**WHAT IS EXPECTED:** Please list every line in the records below that contains the string "rock", matching case exactly.

[Start AVAILABLE DATA]

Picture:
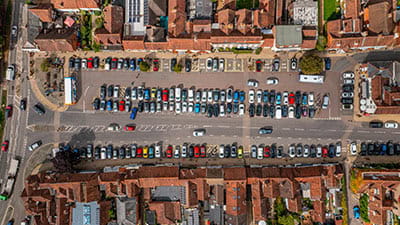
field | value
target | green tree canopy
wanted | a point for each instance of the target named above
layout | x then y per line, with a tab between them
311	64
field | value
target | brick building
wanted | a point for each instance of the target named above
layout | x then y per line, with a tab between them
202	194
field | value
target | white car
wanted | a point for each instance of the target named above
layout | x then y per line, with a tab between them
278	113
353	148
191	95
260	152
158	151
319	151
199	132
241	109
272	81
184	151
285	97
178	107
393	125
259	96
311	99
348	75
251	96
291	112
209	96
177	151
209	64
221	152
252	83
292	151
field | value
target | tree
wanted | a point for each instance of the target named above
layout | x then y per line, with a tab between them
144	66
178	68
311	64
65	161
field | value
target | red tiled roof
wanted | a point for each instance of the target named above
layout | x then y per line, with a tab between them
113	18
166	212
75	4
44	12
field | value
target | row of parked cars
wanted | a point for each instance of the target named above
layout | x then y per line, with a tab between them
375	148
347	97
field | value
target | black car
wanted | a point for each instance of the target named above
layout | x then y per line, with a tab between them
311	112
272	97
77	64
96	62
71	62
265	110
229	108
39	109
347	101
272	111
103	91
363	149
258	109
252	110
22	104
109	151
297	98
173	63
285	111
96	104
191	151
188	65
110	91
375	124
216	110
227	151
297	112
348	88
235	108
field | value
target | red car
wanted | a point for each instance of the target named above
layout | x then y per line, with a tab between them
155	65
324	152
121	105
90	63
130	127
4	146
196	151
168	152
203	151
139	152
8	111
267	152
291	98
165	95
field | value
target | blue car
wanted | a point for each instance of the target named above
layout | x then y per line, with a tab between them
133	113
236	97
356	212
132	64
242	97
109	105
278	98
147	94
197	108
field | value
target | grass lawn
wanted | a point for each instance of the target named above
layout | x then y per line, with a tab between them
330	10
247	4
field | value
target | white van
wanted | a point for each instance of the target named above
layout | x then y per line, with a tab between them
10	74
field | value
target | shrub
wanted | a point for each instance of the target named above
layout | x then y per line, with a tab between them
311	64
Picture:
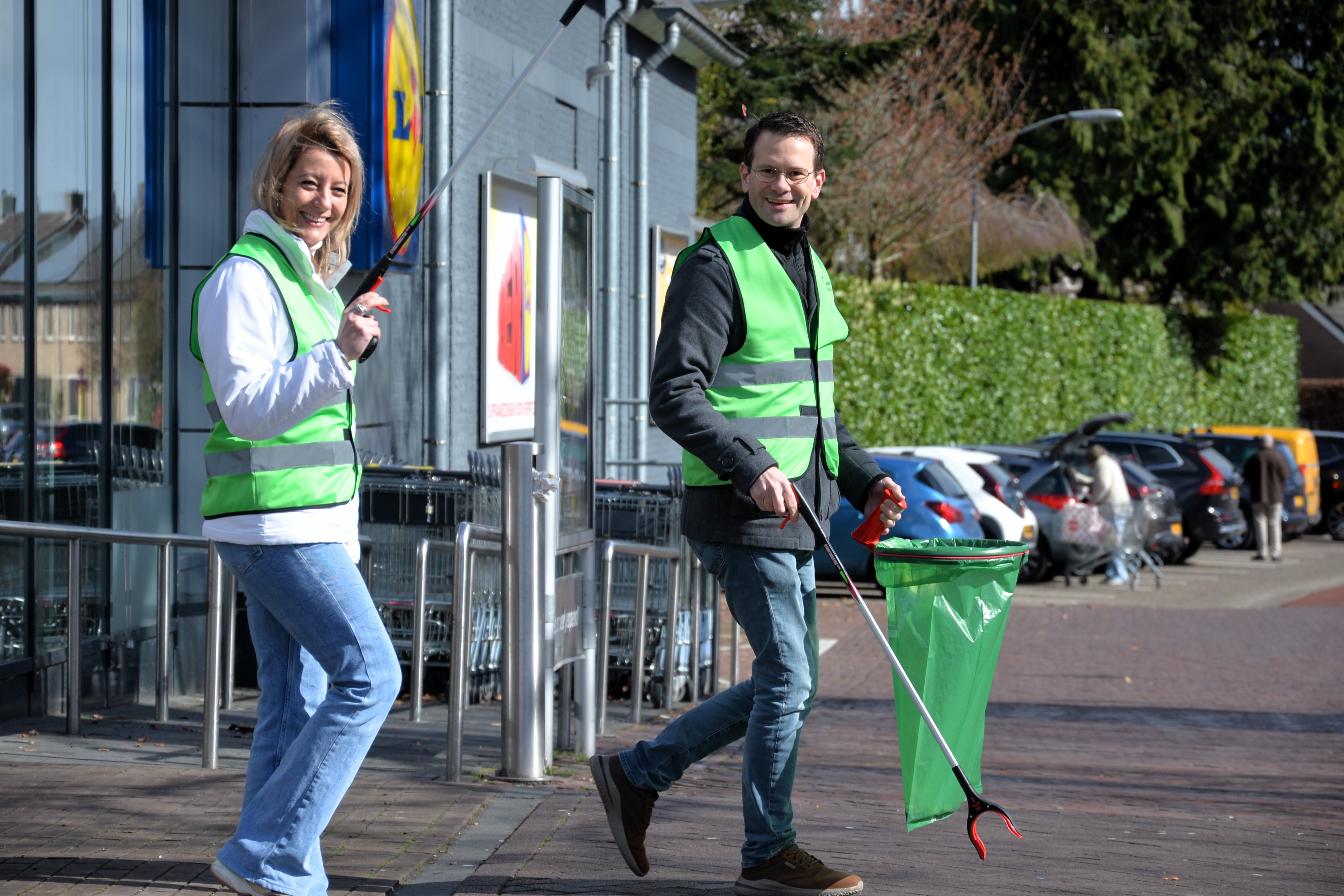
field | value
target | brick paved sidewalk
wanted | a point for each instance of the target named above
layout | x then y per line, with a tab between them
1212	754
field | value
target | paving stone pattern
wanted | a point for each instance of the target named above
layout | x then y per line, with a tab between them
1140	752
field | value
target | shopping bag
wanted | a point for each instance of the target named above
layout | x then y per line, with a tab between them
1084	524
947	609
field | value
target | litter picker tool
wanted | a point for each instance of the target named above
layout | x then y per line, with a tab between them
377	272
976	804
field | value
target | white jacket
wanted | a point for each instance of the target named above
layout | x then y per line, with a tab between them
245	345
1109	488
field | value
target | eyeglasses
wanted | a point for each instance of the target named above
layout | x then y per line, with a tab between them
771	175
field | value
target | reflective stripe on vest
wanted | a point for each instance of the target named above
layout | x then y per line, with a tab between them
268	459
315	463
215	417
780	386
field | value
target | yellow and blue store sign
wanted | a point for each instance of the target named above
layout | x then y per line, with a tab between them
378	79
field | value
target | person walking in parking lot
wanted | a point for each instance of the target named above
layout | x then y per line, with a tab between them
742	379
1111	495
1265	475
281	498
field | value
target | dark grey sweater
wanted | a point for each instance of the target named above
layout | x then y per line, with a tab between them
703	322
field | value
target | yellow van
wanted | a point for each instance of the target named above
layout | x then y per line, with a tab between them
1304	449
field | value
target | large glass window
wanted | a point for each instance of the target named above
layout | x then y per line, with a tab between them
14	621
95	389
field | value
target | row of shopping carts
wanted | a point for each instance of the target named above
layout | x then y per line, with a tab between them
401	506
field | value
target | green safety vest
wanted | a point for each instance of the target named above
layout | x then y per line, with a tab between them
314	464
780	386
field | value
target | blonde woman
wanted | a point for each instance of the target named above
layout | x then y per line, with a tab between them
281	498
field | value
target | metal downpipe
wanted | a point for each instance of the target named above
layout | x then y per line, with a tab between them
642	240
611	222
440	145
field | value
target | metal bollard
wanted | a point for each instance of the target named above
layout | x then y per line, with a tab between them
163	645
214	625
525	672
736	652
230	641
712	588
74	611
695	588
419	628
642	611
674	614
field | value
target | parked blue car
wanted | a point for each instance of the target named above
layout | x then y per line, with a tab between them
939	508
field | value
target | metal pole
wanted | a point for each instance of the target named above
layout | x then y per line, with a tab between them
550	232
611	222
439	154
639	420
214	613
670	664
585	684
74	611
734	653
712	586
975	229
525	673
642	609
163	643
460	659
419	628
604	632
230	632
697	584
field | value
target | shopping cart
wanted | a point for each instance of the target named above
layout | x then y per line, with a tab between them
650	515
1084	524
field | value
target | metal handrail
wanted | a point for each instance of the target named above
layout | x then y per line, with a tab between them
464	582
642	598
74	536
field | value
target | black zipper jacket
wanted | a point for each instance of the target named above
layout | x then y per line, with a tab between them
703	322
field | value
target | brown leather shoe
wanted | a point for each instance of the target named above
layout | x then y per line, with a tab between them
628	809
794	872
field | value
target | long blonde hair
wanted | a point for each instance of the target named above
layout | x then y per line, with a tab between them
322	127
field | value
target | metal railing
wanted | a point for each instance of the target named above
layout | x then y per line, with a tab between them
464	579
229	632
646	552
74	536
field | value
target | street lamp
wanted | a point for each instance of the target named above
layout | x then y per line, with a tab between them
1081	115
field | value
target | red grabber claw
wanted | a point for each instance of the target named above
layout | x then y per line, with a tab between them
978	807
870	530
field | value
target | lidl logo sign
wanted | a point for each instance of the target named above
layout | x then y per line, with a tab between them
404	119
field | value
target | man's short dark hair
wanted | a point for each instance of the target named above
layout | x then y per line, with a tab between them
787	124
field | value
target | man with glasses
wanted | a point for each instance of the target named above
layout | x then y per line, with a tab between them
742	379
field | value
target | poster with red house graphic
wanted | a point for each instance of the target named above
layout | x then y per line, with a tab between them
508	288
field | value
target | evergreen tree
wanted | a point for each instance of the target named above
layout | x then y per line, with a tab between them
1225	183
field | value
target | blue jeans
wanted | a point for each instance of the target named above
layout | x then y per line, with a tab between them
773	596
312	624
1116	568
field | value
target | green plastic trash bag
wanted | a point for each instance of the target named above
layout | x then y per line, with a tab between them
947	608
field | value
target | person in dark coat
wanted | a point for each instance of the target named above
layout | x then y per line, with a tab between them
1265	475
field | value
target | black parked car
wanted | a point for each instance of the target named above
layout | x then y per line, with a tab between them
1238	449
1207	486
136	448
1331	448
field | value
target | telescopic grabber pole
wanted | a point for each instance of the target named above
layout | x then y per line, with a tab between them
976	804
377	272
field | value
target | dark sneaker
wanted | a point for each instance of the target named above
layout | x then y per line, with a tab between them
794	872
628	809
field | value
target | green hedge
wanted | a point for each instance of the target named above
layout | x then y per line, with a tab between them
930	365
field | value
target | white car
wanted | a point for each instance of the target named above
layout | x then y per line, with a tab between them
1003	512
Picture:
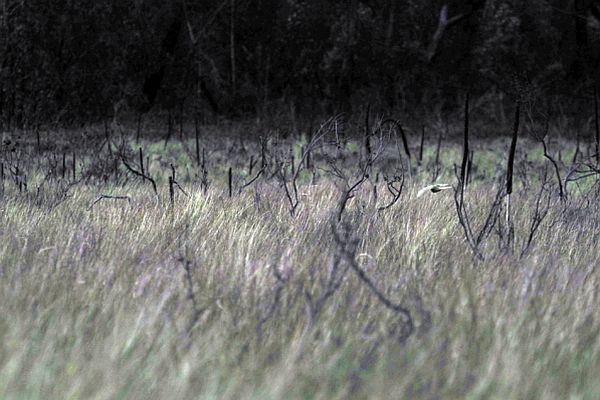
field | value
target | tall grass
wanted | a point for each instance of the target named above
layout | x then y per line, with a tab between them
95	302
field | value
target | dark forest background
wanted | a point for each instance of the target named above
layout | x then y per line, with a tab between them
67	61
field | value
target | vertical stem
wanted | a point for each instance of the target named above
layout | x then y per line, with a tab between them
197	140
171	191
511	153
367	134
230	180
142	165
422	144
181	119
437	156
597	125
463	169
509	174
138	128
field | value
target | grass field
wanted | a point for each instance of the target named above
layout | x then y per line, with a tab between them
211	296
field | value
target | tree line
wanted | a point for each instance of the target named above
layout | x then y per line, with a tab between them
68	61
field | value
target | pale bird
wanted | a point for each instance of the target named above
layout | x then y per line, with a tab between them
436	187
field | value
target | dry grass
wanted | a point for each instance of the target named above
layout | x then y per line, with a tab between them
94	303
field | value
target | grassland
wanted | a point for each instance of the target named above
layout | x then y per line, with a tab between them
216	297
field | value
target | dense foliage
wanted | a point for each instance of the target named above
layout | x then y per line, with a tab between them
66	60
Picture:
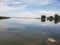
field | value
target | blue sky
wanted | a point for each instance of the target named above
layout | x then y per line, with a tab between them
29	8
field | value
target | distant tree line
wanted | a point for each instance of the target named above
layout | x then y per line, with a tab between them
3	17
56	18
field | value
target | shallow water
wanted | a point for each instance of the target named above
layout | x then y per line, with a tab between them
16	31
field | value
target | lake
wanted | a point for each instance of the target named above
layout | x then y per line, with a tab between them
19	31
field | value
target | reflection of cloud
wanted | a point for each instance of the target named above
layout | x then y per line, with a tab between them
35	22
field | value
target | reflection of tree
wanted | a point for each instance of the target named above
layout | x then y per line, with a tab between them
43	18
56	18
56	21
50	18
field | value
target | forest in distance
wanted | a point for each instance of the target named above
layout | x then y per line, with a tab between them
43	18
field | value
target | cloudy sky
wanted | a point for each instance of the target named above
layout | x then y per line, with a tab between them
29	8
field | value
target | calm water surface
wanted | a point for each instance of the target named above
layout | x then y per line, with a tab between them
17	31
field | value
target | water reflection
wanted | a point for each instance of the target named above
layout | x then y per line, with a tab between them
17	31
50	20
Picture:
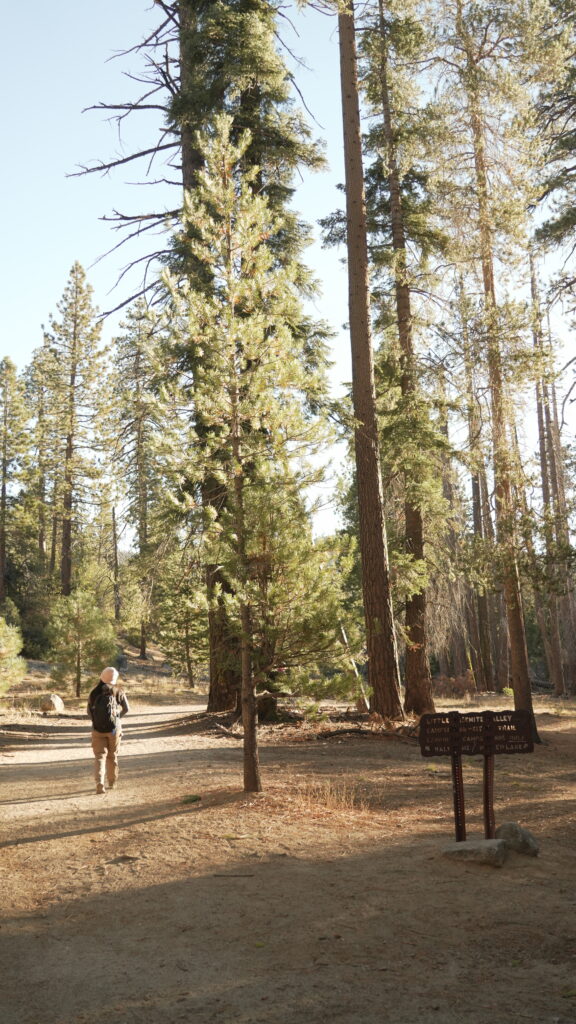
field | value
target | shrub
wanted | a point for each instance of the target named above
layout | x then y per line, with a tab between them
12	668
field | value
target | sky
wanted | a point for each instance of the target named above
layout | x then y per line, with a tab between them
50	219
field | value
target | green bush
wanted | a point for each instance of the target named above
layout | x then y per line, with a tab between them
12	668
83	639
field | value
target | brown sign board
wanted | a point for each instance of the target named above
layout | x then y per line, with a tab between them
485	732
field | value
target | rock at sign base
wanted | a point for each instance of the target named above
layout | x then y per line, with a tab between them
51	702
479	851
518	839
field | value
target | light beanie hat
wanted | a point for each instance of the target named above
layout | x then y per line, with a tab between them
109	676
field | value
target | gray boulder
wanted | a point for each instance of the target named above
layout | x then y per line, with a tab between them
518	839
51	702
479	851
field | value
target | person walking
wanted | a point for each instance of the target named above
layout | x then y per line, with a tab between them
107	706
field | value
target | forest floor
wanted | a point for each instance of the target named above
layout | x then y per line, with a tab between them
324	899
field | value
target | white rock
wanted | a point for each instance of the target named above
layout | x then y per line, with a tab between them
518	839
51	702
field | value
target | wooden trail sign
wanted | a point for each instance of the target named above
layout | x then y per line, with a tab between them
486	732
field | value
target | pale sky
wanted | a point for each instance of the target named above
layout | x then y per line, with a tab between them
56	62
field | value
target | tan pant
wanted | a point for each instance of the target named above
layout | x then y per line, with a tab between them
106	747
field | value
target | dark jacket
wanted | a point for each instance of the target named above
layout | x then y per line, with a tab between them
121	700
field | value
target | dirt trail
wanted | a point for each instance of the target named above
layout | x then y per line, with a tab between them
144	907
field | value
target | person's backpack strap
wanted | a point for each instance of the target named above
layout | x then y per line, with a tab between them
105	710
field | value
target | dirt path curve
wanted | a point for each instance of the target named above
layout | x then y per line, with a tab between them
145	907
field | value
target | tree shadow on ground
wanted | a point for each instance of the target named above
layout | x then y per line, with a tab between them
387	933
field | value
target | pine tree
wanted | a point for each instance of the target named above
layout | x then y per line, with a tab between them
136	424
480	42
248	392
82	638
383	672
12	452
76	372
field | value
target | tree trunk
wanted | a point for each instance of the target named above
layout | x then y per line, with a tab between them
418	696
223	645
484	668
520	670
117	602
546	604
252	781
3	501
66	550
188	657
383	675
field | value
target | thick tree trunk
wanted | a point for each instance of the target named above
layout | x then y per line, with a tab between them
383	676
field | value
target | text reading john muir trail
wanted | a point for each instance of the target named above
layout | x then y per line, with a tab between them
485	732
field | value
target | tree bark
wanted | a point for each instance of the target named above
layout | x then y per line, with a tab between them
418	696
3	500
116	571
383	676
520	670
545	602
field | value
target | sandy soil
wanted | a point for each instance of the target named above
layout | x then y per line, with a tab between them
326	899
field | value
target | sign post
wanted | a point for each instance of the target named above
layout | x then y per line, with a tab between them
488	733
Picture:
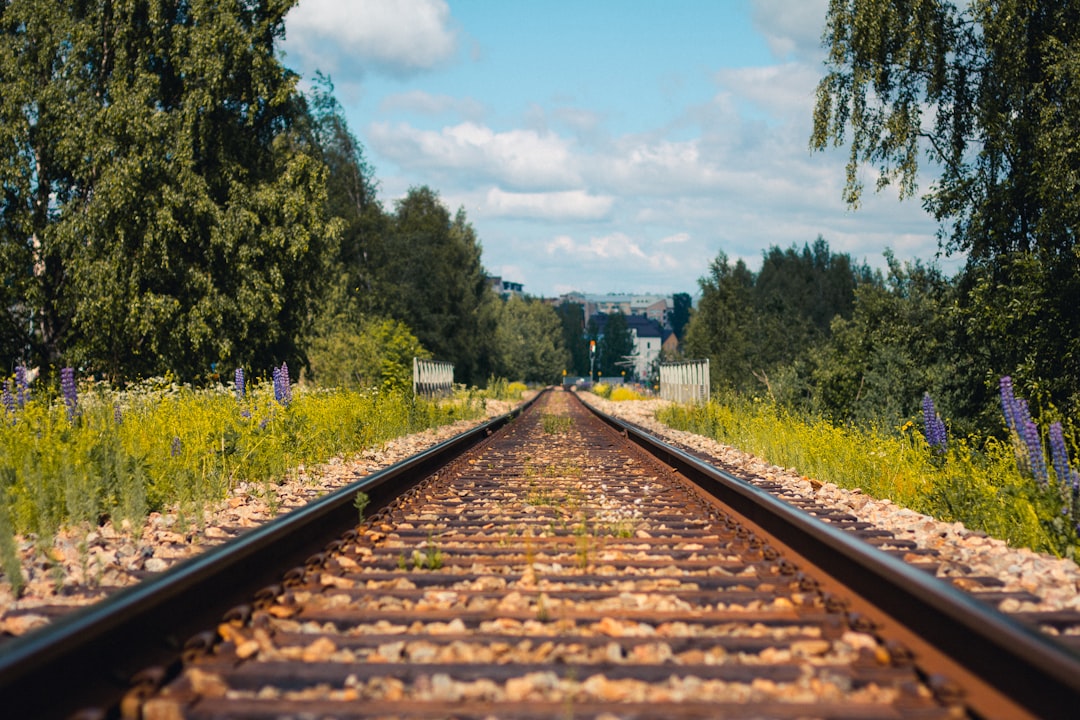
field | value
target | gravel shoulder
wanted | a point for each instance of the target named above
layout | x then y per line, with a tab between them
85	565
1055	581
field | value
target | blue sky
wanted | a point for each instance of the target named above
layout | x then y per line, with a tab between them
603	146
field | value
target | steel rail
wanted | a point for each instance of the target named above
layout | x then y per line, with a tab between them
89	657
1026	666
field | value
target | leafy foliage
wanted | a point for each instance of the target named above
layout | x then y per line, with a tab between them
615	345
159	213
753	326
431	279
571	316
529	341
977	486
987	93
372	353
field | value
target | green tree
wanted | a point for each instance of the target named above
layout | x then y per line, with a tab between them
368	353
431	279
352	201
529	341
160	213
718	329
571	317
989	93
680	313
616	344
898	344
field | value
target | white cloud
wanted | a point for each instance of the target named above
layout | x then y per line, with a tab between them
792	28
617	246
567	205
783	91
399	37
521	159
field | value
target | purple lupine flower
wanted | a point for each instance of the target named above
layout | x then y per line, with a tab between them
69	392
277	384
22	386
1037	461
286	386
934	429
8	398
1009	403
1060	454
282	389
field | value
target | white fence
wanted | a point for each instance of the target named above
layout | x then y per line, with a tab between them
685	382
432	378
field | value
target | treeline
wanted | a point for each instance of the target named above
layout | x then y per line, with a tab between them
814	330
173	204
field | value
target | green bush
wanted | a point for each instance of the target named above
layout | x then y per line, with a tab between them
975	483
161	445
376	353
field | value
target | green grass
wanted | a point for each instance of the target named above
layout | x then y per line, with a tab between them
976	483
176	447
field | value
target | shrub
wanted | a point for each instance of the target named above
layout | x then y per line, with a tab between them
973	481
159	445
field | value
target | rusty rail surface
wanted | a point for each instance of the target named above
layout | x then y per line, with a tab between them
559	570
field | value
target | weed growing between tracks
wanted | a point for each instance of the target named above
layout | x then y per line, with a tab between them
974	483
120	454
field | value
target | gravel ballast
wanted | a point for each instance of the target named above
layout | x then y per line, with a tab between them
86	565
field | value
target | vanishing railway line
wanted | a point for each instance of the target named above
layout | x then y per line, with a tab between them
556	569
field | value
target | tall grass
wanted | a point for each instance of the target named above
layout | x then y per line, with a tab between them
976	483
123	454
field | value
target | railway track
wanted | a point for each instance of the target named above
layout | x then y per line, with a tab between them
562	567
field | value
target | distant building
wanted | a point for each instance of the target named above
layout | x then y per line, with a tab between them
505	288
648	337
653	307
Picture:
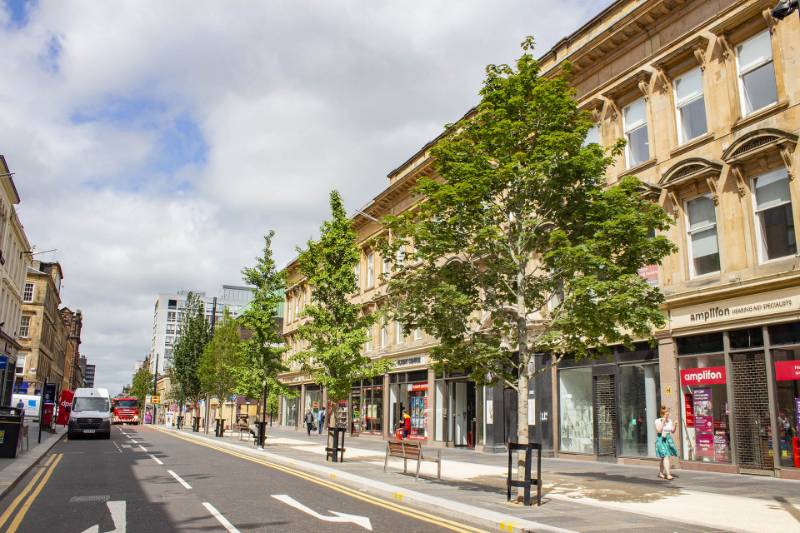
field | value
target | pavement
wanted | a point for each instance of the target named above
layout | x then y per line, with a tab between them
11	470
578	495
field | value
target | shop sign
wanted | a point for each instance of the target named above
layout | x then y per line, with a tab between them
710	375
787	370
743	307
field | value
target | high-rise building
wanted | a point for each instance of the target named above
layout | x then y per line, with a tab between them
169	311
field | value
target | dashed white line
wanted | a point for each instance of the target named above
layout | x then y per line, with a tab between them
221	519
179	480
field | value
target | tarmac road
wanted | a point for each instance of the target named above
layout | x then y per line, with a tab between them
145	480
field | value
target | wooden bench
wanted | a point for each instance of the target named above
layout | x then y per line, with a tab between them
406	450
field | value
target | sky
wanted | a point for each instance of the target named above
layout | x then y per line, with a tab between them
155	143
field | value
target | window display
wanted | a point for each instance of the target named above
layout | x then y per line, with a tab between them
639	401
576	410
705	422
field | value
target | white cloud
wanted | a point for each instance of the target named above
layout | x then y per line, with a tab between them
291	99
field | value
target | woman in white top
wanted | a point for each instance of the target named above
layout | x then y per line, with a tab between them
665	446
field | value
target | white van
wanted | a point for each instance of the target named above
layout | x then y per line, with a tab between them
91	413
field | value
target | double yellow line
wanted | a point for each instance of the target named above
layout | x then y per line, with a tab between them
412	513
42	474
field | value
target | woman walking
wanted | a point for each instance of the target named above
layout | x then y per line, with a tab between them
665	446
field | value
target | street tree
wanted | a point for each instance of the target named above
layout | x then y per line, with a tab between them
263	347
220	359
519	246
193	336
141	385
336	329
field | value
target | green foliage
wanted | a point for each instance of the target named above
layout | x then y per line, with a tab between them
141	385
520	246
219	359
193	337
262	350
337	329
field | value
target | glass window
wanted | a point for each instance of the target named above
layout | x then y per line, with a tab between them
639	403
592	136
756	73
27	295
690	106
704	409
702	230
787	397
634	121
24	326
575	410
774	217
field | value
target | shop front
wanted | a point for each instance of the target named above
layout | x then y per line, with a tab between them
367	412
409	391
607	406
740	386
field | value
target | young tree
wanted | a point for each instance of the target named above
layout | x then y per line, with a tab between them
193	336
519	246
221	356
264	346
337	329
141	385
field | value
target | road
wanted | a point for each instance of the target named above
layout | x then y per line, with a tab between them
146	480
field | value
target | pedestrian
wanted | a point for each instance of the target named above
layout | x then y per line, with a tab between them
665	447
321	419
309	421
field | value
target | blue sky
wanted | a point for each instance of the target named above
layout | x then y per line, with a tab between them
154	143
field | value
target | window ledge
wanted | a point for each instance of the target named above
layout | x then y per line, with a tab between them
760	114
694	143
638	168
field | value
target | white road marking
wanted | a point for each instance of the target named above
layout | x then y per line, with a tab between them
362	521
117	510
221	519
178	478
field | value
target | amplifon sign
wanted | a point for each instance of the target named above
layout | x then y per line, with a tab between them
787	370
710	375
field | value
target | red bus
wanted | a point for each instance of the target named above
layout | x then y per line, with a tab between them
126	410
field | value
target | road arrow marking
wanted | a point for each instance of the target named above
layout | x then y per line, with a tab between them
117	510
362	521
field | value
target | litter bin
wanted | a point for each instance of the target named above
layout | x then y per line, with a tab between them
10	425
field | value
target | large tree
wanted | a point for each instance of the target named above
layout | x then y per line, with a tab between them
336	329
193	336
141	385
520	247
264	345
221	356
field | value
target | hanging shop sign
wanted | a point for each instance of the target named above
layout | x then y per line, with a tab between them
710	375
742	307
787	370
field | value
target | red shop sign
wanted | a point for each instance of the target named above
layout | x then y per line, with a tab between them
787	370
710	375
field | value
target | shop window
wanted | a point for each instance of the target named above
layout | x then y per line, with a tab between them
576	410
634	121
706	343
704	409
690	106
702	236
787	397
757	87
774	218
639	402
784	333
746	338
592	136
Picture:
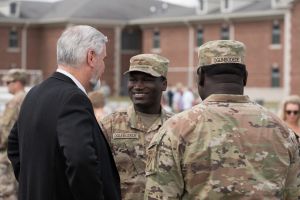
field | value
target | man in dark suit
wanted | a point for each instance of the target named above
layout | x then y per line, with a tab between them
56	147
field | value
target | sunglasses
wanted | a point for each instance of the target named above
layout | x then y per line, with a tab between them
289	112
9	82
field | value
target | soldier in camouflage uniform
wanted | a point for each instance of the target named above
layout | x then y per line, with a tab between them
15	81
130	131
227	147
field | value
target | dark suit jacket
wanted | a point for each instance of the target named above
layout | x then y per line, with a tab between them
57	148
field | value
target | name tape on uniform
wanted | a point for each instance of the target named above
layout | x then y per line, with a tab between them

[End AVAILABLE DATA]

**ANSWER TO THE EXERCISE:**
target | rock at sign base
target | white rock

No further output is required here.